• **INSTRUCTIONS FOR THE TASK**
Begin at the start of the items and stop after the line that contains "[247,102,351,196]". Write out every line in that span again, including the lines that ask for boxes, and add -56 to each number in the bounding box coordinates.

• **DATASET ENTRIES**
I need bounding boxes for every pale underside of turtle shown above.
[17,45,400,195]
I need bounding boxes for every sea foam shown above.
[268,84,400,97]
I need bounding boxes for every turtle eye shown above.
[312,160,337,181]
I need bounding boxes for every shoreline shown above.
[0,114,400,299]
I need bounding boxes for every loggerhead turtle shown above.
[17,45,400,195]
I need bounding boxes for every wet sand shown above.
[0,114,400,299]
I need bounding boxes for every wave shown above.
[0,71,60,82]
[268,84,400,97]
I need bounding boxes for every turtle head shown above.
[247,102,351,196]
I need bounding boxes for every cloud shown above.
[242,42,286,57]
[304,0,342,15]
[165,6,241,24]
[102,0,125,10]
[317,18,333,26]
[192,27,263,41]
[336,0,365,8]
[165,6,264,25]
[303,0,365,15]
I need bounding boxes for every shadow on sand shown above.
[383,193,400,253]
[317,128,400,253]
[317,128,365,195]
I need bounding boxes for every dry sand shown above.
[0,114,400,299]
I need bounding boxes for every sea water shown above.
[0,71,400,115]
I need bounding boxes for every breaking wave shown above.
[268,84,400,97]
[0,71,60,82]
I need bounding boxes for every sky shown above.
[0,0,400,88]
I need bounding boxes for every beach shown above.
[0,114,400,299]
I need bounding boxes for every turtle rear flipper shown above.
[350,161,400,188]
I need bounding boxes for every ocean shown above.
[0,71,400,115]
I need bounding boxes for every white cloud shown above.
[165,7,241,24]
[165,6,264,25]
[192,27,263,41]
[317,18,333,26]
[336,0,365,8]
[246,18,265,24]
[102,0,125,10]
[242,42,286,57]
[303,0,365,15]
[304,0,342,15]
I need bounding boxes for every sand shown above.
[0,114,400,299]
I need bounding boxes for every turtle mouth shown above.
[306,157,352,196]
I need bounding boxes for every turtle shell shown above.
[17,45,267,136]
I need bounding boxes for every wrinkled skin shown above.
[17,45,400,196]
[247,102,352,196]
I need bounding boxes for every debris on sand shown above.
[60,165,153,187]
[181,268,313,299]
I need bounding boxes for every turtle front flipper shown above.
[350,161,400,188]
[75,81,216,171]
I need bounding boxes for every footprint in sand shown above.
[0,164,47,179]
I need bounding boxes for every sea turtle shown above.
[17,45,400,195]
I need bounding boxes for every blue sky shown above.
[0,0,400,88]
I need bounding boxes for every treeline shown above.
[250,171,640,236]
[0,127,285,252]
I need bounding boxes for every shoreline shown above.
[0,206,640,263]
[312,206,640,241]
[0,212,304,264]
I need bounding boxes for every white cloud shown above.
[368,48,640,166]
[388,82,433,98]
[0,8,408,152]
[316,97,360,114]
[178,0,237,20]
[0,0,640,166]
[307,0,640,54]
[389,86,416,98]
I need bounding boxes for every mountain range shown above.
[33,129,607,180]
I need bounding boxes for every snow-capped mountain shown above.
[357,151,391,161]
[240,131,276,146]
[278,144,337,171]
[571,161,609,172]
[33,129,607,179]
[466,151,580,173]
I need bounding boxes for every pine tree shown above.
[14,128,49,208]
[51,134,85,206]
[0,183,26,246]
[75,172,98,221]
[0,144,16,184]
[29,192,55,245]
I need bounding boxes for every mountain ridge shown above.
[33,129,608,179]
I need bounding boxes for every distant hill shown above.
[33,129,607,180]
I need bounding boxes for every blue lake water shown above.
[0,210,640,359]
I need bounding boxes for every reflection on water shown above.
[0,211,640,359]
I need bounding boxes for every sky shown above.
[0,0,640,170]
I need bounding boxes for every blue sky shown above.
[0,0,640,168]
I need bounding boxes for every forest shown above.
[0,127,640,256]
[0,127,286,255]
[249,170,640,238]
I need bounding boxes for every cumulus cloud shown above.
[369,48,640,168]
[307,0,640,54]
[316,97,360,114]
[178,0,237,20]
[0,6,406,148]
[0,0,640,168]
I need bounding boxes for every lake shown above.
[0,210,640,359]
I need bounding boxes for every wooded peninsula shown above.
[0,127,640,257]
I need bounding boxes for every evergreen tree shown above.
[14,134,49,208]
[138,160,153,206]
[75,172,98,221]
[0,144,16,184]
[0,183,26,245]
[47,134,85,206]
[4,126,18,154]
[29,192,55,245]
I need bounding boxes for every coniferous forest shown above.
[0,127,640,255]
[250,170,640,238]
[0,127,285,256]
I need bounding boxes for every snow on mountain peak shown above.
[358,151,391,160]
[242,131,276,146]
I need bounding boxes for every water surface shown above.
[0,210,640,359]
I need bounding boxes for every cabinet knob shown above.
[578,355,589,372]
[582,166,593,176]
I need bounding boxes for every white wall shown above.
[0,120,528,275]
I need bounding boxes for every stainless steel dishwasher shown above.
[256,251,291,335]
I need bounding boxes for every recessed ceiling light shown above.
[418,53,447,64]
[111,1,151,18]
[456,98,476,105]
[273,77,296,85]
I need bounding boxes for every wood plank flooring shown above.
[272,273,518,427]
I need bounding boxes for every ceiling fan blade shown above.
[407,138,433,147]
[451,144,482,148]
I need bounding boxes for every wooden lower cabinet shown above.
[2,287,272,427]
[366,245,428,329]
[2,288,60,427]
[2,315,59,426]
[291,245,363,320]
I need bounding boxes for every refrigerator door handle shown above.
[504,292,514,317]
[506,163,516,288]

• **FINAL ANSWER**
I need bounding boxes for every pale underside of turtle shown above.
[-39,-11,344,139]
I need bounding boxes for every sea foam shown above.
[212,28,344,41]
I need bounding boxes for every turtle eye shown above.
[256,104,281,125]
I need bounding boxes for every shoreline shown above.
[-56,58,344,243]
I need bounding boxes for every loggerhead turtle shown above.
[-39,-11,344,139]
I need bounding boxes for every wet sand shown above.
[-56,58,344,243]
I need bounding boxes for every wave shown above.
[-56,15,4,26]
[212,28,344,41]
I need bounding boxes for every turtle head shown above.
[191,46,295,140]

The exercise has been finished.